__REQUIRED WORK__. Print, character for character, the lines below from the one containing "A single point falls on each instance of the grass" through the one containing "Target: grass patch", including both.

__ENTRIES SUPPLIED__.
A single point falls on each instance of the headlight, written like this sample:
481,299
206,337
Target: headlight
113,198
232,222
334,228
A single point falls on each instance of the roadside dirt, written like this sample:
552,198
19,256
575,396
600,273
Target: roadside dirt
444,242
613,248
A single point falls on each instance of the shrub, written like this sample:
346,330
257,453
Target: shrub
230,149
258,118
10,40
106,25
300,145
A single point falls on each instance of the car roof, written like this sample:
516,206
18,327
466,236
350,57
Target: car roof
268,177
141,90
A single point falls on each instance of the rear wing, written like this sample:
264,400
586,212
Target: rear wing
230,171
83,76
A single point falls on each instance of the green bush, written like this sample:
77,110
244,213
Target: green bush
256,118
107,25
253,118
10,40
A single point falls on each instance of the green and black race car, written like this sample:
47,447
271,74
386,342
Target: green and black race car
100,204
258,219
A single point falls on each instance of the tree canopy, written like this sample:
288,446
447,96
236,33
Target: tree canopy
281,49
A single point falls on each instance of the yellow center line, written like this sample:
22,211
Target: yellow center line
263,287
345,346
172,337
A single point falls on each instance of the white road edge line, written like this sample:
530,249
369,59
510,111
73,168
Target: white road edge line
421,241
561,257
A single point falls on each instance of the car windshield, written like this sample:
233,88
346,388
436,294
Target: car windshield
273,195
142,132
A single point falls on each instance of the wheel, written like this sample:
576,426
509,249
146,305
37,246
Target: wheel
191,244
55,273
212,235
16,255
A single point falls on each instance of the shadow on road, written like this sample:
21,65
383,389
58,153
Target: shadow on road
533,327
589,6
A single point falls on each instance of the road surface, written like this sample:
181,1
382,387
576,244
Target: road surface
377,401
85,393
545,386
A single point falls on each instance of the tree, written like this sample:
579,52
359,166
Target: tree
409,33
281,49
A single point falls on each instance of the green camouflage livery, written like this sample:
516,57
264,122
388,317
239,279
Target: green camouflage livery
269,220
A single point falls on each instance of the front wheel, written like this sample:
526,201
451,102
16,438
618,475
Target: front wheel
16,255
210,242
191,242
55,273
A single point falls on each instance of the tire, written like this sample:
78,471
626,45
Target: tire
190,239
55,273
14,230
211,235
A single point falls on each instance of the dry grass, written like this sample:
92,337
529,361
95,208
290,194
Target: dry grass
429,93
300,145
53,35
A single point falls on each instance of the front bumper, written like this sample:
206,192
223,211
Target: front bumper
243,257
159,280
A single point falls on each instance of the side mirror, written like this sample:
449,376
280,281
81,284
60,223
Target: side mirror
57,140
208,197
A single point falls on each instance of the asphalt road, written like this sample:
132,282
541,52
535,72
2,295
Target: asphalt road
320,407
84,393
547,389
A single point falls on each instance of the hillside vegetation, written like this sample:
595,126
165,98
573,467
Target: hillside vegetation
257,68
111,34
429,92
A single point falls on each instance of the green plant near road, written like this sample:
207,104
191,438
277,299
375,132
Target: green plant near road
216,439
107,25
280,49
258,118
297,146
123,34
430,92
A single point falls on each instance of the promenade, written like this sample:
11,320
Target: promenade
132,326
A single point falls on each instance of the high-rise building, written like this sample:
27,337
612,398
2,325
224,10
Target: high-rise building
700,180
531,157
* * *
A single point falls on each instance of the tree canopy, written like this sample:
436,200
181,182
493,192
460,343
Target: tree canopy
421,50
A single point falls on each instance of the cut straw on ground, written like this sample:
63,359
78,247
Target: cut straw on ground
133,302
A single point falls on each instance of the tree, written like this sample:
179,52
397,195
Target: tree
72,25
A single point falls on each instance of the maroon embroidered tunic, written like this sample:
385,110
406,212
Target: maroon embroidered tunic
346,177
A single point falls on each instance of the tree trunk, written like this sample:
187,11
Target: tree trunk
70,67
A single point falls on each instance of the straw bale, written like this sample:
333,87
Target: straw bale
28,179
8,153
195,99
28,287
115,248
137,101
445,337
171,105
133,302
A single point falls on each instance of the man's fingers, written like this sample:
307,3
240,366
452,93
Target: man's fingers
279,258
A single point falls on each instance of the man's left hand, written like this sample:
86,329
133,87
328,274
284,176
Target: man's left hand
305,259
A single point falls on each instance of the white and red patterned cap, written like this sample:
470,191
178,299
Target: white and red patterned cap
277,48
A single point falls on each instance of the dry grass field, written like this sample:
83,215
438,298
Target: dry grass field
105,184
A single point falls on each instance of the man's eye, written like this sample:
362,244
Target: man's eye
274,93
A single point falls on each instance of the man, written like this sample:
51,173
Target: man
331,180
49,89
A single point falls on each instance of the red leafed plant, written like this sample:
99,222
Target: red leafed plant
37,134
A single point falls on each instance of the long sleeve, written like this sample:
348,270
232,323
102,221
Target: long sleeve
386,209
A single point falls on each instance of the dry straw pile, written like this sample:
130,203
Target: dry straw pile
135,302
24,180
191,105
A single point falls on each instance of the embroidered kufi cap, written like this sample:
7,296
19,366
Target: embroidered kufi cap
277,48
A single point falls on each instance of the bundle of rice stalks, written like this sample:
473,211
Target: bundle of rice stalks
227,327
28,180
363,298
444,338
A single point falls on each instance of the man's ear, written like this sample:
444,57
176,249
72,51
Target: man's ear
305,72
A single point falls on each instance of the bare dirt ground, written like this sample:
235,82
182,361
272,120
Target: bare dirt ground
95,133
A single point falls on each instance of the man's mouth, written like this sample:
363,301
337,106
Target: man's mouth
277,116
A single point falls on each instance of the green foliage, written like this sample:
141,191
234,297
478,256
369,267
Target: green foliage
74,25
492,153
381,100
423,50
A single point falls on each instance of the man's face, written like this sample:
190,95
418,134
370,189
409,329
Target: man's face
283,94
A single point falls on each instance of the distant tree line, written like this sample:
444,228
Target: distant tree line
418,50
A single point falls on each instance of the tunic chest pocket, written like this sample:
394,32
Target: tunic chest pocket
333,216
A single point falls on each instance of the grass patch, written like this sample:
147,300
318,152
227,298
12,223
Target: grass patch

__FULL ANSWER__.
A single point falls on each instance of the grass patch, written like this sample:
147,300
318,152
227,298
12,223
Target: grass patch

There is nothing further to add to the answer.